Source text
To meet these stringent requirements, the concept of a pre-operational (pre-OPE) chain was introduced as the upgrade solution. The pre-OPE chain is a fully redundant and upgraded GMS Core infrastructure, incorporating both GCCs and GSMCs, updated to ground segment version 3 (V3). Meanwhile, the existing operational (OPE) chain, based on version 2 (V2), remained isolated. This approach offered several advantages over previous migration strategies:

• Continuous chain redundancy throughout the deployment and upgrade.

• Simplified upgrade steps.

• Shortened overall upgrade duration.

• Flexible scheduling of upgrade activities without inter-chain constraints.

• Easier and more efficient rollback procedures.

During this phase, the migration team developed a comprehensive plan, covering design adjustments, validation methods, and the steps for migration and accreditation.

Phase 2: Deployment and validation of pre-operational chain

In the nominal setup, each Galileo Center is equipped with:

• An OPE chain managing operations to the spacecrafts and delivering real-time service to the users via the network of worldwide antennas.

• A validation (VAL) chain used for validation of new features, troubleshooting and operator training purposes. The VAL chain is not connected to any of the antennas worldwide, however, it gets the observables forwarded from the OPE chain.

A dedicated pre-OPE space was established in the two GCCs and the two GSMCs. More than 90 components were either newly deployed or upgraded during this phase, involving more than 400 individual installations, a process that spanned 2.5 years. On the other hand, two of the four VAL chains were updated to V3 in GCC-D and GSMC-E.

After completing the deployment of the pre-OPE chain to each site, the pre-OPE chains were interconnected, but always fully segregated from the OPE chains, to not interfere with the service provision. Further, as for the VAL chain, the pre-OPE chains got all the data from the antennas worldwide without being connected to them.

This parallel deployment allowed both OPE and pre-OPE systems to operate side by side to:

• Train operational personnel on new functions brought by ground segment V3 as well as verifying team readiness on routine operations.

• Verify pre-OPE robustness in the targeted real-time operational environment. 

• Demonstrate that pre-OPE delivers a navigation message performance in line with the demanding requirements in terms of orbitography and clock synchronization.

In such a complex system of sub-systems, an extensive configuration and tuning effort of several weeks was unavoidable to determine and baseline the final working point of the chain. A final validation campaign allowed to state the readiness of the pre-OPE, demonstrating it is ready to deliver service.

Phase 3: Rehearsal of the migration

Phase 3 focused on rehearsing the migration with the objective to establish and validate the operational procedures achieving a seamless service transition from V2 to V3 and demonstrating rollback capabilities that can be triggered at any point during the migration execution to guarantee the service alive. These operational procedures contain actions such as disconnecting or connecting cables, moving critical equipment and aligning operational context between OPE and pre-OPE.

Records supplied
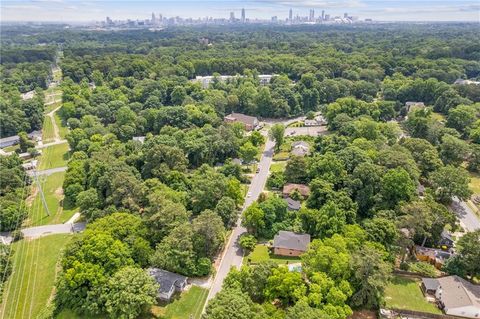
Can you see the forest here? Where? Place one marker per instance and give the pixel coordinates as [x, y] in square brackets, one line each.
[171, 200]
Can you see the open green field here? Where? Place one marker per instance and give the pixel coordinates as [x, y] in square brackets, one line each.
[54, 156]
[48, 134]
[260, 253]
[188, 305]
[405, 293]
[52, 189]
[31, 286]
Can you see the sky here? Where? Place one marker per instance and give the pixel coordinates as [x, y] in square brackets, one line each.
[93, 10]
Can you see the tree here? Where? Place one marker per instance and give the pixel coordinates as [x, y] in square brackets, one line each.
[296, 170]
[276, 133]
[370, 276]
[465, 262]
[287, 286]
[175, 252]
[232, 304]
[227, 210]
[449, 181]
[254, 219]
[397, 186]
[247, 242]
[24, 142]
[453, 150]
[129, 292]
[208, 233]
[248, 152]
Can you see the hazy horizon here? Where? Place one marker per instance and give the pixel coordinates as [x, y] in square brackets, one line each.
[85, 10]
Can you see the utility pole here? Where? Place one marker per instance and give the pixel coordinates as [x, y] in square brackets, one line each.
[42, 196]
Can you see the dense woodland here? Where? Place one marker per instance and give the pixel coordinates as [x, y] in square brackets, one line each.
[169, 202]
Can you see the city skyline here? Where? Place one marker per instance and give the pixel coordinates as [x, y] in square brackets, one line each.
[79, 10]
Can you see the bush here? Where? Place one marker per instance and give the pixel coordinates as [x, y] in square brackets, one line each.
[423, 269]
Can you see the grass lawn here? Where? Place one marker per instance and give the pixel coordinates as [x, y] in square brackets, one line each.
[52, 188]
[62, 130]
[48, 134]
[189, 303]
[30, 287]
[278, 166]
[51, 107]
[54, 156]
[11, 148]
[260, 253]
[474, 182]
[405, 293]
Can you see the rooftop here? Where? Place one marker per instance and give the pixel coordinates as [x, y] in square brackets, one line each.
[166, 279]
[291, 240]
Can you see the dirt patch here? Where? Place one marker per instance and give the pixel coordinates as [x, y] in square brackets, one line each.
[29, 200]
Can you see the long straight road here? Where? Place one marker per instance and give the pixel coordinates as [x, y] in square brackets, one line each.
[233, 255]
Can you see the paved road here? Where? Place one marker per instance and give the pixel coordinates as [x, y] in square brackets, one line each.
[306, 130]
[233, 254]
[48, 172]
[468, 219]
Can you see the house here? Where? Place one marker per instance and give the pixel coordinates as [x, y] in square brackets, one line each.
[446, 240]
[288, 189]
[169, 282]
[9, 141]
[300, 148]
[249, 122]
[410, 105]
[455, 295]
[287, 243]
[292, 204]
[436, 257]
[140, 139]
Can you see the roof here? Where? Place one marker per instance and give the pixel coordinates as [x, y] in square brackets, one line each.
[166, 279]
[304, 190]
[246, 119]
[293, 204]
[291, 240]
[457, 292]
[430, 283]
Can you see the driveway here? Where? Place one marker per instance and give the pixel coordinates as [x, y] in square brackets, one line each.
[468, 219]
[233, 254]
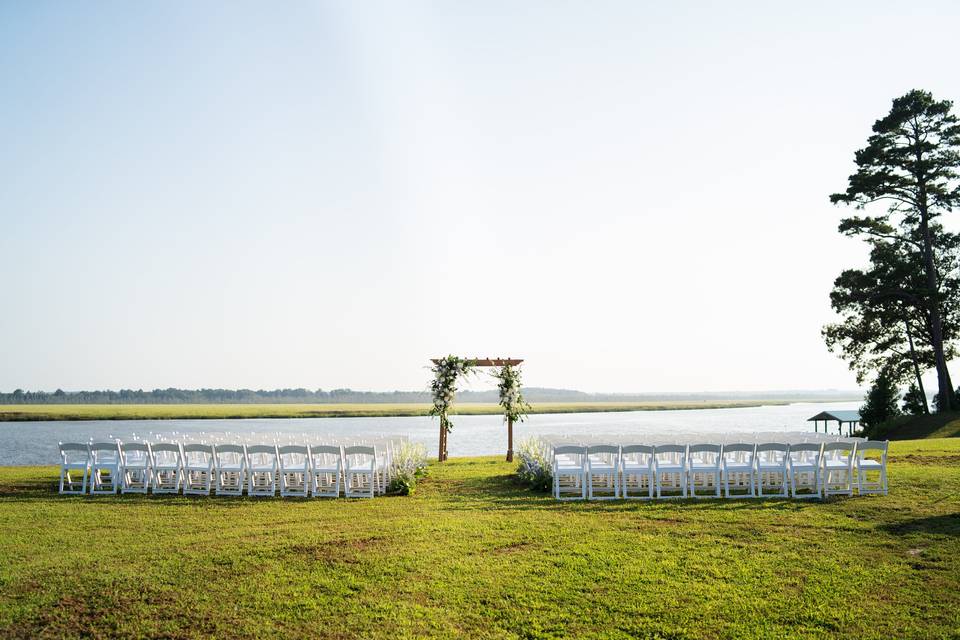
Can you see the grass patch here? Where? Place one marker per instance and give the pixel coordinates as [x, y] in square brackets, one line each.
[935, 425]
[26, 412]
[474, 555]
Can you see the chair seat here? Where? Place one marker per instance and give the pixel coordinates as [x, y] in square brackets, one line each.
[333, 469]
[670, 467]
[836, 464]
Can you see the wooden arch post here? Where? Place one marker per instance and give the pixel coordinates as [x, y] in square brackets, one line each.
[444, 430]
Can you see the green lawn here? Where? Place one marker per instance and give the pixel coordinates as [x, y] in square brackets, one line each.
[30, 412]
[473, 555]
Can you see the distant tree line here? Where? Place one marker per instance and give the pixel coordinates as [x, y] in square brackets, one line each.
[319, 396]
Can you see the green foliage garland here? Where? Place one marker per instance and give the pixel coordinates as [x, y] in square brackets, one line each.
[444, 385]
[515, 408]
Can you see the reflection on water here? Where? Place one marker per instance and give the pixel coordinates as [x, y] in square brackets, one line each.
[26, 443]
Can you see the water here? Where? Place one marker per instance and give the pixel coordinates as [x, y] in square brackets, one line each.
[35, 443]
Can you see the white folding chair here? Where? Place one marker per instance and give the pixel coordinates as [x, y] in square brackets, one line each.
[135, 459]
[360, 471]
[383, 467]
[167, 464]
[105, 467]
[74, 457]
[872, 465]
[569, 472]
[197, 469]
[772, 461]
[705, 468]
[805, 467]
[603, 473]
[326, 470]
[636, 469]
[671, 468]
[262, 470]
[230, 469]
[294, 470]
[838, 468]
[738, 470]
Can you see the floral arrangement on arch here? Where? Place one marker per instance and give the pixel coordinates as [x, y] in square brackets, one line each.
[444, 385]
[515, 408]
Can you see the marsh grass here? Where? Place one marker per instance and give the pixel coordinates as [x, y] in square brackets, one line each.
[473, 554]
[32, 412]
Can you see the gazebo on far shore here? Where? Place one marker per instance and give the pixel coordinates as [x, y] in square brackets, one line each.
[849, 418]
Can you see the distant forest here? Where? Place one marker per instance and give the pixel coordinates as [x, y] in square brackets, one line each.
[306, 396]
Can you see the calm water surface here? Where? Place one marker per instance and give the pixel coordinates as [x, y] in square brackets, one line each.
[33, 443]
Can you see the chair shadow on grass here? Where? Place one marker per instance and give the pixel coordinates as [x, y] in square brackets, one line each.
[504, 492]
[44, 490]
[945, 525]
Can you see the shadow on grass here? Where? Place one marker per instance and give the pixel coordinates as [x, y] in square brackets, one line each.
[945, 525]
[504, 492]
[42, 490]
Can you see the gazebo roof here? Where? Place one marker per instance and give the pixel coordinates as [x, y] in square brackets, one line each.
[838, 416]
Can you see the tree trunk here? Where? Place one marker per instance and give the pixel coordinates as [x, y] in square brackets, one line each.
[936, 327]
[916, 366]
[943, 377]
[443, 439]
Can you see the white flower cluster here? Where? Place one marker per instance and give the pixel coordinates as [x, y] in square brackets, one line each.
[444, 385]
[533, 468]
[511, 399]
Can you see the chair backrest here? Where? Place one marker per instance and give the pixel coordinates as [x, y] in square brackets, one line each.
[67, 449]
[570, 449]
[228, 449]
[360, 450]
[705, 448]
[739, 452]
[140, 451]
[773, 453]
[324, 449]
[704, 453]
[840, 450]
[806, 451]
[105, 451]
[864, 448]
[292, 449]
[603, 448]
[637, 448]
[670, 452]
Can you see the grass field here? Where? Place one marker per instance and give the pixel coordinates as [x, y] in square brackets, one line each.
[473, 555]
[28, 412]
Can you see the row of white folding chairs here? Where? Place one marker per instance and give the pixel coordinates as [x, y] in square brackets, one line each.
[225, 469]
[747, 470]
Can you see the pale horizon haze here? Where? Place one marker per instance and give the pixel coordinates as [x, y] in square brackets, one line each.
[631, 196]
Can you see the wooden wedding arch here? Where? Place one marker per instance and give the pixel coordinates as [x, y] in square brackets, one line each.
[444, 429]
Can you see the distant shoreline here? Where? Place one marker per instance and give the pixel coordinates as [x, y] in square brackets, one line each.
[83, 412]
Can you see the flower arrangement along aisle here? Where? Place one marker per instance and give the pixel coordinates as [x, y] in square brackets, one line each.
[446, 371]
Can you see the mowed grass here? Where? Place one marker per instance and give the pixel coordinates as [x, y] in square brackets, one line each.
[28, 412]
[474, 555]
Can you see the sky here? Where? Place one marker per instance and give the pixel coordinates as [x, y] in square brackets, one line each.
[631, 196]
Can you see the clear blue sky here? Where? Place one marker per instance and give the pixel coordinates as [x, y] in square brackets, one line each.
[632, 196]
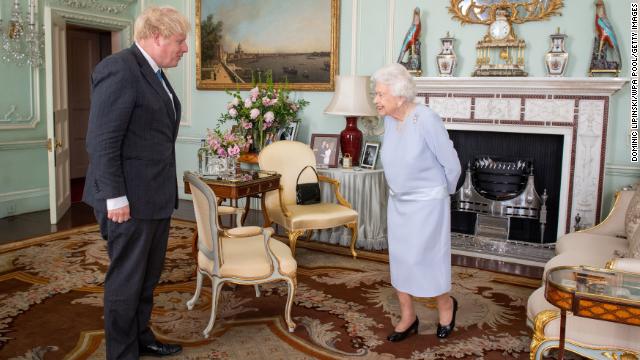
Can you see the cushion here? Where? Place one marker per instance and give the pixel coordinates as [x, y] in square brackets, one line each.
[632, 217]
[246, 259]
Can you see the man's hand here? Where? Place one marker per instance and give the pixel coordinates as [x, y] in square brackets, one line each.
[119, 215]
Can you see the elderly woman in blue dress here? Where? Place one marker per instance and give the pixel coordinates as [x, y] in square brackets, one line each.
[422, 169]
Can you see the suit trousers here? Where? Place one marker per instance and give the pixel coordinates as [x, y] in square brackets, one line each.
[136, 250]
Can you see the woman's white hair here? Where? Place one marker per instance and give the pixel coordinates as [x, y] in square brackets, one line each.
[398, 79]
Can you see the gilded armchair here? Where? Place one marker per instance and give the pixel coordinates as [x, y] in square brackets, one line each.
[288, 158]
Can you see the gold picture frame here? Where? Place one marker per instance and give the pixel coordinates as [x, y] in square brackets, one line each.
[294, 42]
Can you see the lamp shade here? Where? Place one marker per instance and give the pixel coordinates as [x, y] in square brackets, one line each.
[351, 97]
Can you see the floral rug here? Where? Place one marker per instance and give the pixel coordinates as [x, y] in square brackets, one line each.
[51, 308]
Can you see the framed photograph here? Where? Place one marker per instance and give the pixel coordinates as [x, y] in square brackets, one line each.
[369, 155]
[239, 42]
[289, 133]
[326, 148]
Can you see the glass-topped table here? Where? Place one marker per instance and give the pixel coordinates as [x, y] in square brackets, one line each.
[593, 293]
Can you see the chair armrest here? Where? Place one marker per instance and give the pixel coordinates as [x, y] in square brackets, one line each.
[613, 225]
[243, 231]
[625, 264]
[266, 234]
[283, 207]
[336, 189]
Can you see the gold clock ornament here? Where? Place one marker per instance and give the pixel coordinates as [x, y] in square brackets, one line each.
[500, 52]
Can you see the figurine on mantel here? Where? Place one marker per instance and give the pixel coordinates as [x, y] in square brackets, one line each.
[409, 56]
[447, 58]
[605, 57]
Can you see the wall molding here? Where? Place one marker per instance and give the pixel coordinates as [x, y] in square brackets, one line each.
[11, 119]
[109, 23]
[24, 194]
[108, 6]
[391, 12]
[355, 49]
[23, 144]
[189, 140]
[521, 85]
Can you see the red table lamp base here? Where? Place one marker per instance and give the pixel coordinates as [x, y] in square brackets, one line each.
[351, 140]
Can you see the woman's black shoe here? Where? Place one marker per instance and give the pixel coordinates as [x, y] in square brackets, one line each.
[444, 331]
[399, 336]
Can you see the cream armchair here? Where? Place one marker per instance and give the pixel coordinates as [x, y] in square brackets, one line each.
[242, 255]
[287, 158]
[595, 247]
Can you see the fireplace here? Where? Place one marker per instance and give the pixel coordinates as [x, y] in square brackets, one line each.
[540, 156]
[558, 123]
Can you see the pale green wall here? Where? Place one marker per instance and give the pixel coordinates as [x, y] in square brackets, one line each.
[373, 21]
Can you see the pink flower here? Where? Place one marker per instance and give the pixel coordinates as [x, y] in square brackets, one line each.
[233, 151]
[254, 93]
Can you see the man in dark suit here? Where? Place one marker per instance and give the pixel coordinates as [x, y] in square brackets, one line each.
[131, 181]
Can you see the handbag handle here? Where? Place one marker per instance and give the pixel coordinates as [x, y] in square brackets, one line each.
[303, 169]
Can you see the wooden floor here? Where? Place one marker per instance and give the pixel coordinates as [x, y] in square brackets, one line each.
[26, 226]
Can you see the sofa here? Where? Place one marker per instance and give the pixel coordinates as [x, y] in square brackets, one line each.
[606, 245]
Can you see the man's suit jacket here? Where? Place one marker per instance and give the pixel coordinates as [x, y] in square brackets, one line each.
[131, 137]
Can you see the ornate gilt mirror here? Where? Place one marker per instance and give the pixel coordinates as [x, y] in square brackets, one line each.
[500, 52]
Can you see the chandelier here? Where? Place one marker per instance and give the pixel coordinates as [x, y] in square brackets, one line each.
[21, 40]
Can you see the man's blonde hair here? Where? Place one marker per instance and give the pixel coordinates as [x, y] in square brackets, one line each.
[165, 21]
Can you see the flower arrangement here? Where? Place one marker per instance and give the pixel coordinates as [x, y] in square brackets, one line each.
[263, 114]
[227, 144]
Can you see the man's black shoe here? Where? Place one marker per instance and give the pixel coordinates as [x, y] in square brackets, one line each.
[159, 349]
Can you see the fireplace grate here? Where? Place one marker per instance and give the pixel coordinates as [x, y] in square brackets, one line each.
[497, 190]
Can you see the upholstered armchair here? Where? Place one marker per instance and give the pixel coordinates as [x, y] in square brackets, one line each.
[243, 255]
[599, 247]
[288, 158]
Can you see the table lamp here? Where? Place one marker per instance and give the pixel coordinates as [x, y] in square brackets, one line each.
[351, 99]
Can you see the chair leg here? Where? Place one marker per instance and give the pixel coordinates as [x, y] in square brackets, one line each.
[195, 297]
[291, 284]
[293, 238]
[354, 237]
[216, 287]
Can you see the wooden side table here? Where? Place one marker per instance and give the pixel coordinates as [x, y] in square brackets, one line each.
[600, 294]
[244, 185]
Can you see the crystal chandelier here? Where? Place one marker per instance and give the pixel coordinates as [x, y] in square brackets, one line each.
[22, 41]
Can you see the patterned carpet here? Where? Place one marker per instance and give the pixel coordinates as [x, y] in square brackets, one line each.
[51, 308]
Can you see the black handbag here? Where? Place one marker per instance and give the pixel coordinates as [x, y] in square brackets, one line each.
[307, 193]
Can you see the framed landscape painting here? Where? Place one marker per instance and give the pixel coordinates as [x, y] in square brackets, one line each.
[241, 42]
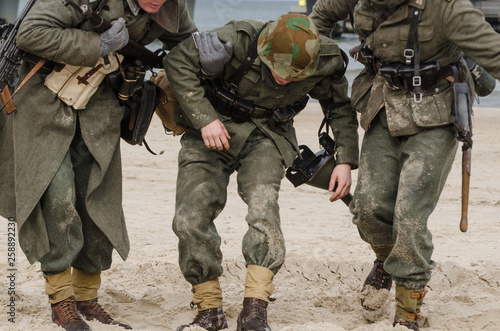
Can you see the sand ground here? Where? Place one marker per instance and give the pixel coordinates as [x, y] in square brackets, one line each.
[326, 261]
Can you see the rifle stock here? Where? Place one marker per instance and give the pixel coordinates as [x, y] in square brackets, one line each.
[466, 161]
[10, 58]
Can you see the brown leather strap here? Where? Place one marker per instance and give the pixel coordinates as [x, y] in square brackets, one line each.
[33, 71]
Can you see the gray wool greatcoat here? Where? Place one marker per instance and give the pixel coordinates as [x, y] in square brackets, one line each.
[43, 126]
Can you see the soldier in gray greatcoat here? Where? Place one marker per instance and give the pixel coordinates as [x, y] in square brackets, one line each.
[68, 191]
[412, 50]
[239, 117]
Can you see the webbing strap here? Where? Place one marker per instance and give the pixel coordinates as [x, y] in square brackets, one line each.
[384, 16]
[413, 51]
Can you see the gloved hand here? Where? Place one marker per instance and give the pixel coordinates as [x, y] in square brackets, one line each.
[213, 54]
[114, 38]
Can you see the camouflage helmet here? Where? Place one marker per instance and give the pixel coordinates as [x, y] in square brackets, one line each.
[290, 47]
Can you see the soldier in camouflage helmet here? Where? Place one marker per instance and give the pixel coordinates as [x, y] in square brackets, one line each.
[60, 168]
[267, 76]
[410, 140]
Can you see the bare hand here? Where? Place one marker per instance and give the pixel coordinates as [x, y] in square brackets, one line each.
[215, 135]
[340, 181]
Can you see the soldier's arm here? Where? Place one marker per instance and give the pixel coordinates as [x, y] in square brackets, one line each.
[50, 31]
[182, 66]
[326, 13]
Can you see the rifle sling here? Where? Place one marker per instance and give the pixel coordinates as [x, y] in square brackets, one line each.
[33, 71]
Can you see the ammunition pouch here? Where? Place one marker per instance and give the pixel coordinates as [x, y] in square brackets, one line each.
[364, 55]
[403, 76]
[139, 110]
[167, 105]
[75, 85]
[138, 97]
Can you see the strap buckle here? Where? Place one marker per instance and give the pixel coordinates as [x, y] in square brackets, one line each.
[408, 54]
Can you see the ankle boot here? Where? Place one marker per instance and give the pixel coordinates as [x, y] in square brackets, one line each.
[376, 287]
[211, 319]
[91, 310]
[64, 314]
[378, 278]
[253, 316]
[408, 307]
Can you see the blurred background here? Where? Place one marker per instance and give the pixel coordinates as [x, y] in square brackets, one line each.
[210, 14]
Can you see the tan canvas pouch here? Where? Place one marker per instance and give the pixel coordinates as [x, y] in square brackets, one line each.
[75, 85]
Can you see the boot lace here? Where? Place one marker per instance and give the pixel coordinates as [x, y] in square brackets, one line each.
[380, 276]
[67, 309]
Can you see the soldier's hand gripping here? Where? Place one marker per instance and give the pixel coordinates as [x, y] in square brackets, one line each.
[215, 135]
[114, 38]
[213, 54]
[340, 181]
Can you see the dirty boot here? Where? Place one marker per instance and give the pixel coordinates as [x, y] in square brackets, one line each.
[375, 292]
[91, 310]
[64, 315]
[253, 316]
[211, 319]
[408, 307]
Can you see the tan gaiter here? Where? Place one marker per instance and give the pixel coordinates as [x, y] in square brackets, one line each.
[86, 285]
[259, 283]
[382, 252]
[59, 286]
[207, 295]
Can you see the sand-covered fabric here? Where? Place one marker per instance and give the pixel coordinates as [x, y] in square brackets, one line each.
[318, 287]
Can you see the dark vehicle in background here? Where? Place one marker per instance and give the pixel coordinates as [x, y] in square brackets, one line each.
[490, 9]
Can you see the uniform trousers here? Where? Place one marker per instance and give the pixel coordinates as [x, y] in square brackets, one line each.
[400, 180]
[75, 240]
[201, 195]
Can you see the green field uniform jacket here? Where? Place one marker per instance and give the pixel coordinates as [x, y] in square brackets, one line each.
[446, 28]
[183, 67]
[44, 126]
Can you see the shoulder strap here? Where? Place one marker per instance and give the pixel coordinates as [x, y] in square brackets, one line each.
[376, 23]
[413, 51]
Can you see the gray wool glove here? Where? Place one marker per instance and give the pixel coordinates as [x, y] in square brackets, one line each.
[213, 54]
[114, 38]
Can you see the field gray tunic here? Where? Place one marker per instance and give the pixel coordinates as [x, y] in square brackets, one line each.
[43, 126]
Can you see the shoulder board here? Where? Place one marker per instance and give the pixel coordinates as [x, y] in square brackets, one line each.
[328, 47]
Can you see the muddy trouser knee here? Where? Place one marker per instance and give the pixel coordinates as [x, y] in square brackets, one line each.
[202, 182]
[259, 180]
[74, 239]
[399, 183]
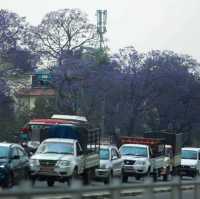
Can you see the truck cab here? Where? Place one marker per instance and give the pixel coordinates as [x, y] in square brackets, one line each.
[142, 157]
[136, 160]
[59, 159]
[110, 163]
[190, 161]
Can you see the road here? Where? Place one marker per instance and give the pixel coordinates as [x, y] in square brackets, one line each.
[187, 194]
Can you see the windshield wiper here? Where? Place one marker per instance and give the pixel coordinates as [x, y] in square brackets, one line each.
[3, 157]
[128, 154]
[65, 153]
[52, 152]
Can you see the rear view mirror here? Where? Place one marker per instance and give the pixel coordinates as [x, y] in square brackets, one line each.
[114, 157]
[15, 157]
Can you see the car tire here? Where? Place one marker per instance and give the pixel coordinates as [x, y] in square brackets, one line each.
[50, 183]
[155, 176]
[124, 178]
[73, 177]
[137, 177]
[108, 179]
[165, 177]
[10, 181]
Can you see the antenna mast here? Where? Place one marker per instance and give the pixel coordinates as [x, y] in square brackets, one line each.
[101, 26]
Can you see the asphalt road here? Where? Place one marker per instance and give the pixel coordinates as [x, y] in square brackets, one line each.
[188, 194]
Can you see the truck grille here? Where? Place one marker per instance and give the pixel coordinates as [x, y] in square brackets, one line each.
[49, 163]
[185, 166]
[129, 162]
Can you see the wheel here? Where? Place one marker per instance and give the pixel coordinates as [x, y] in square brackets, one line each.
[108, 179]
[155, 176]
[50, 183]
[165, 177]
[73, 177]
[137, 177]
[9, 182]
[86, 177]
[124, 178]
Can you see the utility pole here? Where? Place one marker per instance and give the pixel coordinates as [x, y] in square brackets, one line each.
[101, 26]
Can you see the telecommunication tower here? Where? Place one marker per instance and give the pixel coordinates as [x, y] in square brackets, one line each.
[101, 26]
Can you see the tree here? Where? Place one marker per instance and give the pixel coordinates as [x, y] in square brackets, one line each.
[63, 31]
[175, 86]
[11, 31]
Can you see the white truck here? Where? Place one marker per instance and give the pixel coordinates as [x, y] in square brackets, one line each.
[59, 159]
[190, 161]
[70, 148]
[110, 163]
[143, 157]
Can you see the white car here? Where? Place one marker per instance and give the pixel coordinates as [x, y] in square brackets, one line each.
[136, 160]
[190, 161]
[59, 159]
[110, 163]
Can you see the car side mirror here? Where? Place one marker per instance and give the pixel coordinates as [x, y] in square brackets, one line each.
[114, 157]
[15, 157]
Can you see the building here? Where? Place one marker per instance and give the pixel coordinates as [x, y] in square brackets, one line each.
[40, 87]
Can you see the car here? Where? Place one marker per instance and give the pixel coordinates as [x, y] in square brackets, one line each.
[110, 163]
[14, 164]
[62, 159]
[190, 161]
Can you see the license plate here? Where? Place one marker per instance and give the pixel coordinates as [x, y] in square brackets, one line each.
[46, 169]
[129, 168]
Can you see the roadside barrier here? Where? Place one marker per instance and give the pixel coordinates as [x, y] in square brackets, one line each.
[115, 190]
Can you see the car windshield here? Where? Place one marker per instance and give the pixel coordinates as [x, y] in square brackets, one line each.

Problem 1
Pick out every line of the listing that contains the word "armchair" and copy each one, treating case as significant.
Problem 2
Continue the passage on the Galileo ground segment migration, picking up after its last sentence.

Task answer 1
Can you see the gilded armchair here? Where? Place one marker per instance and give the pixel coordinates as [x, y] in square brackets, one line each.
Can you see the cream armchair here? Where? Place one marker per instance and give the pixel coordinates as [x, y] in square brackets, one line each.
Can you see the upholstered armchair here? Where? Place one marker per instance and give the pixel coordinates as [x, y] in square brackets, one line each.

Task answer 2
The rehearsal phase spanned seven months, by testing first isolated sequences and then putting together all the pieces of the puzzle to achieve the overall migration sequence. 

To avoid jeopardizing the service provisioning from the OPE chain, it was not possible to test the transition from the V2 OPE chain to the V3 pre-OPE chain during the rehearsal. Consequently, this transition was rehearsed by connecting the VAL chain (still in V2) to the pre-OPE chain, simulating the transition from V2 to V3. 

The original plan was to execute migration for the four control centers in one day. However, the rehearsal phase revealed this approach carried significant risk on the service provision, as many critical activities would need to be performed successfully in a truly brief time, leaving little margin for troubleshooting if issues arose.

During these early runs, unpredictable technical issues surfaced, making it clear the plan to migrate all four chains in one day was too optimistic. The compressed timeline offered little flexibility to address unexpected problems. Consequently, if troubleshooting could not resolve an issue quickly, the entire migration would need to be rolled back, and the process would have to start again from the beginning.

Change of Strategy

After evaluating the challenges faced during the first rehearsal runs, the migration strategy was optimized. Instead of migrating all four chains simultaneously, the team designed a phased approach. First, one GCC V3 would be integrated into the new system. Once the integration was completed, the service would be transferred from one GCC V2 operational chain to the new integrated GCC V3 chain.

After the successful migration of one GCC, the second GCC would undergo the same pre-integration, and only then would a nominal handover be conducted to complete the migration for both GCCs. Following the migration of the two GCCs, the two GSMCs would be migrated.

This new phased strategy significantly reduced the risks associated with the transition and allowed the team to better manage potential issues that might arise during the process.

Final Rehearsal Runs proved the feasibility and effectiveness of the final operational procedures and team readiness, demonstrating the Galileo system could transit smoothly from V2 to V3 without Open Service disruption.

A multitude of technical details was sorted out and several degraded cases could be addressed to push the system to its limits.

Finally, the only missing piece of the puzzle was to ensure the remote sites (i.e. ULS and GSS) could be successfully integrated in the new V3 pre-OPE chain. As explained earlier, the remote sites are only nominally connected to the OPE chain, and the data is then forwarded to the VAL/pre-OPE chain so the VAL or pre-OPE chain does not accidently interfere with the OPE chain’s service provision. After careful planning, one antenna was disconnected from the OPE chain and connected to the pre-OPE chain before the actual migration, verifying the proper integration, i.e. commandability and monitoring capabilities of this antenna from the pre-OPE chain.

After the successful integration of this antenna on the pre-OPE chain, the antenna was re-integrated on the V2 OPE chain. With this, the migration team was confident and enthusiastic to enter the next phase.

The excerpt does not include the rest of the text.